Work to complete » Please lay out every line of the records below as a JSON list of strings, one string per line, leaving out any blank lines.

Raw data »
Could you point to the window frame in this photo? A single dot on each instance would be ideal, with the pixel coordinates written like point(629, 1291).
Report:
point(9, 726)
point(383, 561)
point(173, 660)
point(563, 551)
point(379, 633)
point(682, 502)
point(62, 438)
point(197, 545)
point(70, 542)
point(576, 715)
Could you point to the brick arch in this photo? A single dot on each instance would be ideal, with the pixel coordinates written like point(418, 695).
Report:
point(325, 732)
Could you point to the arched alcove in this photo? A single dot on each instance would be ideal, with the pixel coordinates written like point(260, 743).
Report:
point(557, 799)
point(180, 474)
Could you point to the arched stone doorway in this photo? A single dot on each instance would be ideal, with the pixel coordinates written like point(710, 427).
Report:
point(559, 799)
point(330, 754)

Task output »
[
  "Could you point to the window frame in this photo? A single dot on each instance would be ideal, with the pixel coordinates written like point(629, 1291).",
  "Report:",
  "point(9, 726)",
  "point(383, 561)",
  "point(173, 660)",
  "point(563, 551)",
  "point(379, 633)",
  "point(682, 502)",
  "point(62, 438)",
  "point(197, 545)",
  "point(70, 542)",
  "point(576, 715)",
  "Could you point to the brick arch in this photo? A single dot on each instance would be ideal, with the pixel coordinates written like point(418, 695).",
  "Report:",
  "point(325, 732)",
  "Could you point to the arched alcove in this photo? A single dot on each instance would be ideal, with the pixel coordinates written like point(260, 743).",
  "Report:",
  "point(557, 799)",
  "point(180, 474)",
  "Could you point to the arched stone doorway in this photo? A single dot on each instance would be ideal, with the pixel coordinates written like point(710, 427).",
  "Report:",
  "point(559, 799)",
  "point(330, 754)"
]